Adam Ant: Huzzah to the Hussar! 

Adam Ant is back with his new band, playing hits from a double album as stubbornly un-formulaic as he is.

Donning war paint, a 17th-century waistcoat and leather pants, Adam Ant is back to remind us that he’s still a showman and stylistic insurgent.

The performer born Stuart Goddard emerged with his Ants in the post-punk scene of the 1970s but didn’t cross over to mega-stardom in the U.S. along with peers like the Clash and Blondie. Ant’s songwriting was too literate and eccentric for our mainstream; too baroque for the punk elite. Critics preferred the detached appeal of the Talking Heads, even if Adam and the Ants was no less eclectic and syncopated. “I was just a kid from a council flat that grew up watching films about cowboys and Indians,” Ant said in an emailed statement. “Somebody gave me a book called The Gospel of Redman. It was a kind of Edwardian publication, which explained the philosophy of Native Americans, and I felt that their attitude towards nature and towards everything appealed to me more than any orthodox religion. I liked their ideas of honor … We were critically slaughtered when we started — we were the band you loved to hate. I felt we were outsiders and we had to come out fighting like warriors.”

**Instructions**
[A] In the article on Adam Ant, name every band mentioned other than Adam Ant's own.
[B] Answer these questions using the article on Adam Ant:
(i) What was the performer's birth name?
(ii) What was the title of the book someone gave him?
(iii) In which decade did he emerge with his Ants in the post-punk scene?
[C] Write out the passage of the article on Adam Ant from "Adam Ant is back with" to "and stylistic insurgent.".
The data that come next are not required.

**Source data**
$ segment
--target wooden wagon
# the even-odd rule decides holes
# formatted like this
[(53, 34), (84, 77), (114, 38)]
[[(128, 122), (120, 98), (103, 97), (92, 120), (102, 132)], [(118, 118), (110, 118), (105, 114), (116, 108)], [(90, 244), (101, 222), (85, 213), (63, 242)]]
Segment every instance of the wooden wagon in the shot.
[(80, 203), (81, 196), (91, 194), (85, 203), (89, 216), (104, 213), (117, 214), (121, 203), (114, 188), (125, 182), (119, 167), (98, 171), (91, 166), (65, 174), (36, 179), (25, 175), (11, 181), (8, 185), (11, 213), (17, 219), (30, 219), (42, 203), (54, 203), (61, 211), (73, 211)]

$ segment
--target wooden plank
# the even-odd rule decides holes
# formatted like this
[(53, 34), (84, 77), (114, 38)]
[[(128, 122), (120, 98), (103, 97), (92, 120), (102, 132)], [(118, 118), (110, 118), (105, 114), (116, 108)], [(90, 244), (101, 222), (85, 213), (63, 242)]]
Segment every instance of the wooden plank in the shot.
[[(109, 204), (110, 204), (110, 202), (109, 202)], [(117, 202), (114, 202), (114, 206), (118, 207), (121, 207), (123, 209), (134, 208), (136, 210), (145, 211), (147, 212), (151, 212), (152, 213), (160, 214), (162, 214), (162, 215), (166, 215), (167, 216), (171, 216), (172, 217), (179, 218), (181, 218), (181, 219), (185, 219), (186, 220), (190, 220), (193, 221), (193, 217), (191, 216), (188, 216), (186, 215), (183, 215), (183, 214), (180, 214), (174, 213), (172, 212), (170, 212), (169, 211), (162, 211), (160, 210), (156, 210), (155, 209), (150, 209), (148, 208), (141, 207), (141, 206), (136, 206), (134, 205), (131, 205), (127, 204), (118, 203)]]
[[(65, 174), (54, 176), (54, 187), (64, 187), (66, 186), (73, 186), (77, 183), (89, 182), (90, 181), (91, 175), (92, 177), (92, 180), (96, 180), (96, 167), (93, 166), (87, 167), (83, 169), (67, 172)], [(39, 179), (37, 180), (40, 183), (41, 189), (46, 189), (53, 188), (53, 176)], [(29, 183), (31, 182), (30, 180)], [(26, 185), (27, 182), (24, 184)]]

**Solutions below**
[A] the Clash, Blondie, the Talking Heads

[B]
(i) Stuart Goddard
(ii) The Gospel of Redman
(iii) The 1970s

[C]
Adam Ant is back with his new band, playing hits from a double album as stubbornly un-formulaic as he is.

Donning war paint, a 17th-century waistcoat and leather pants, Adam Ant is back to remind us that he’s still a showman and stylistic insurgent.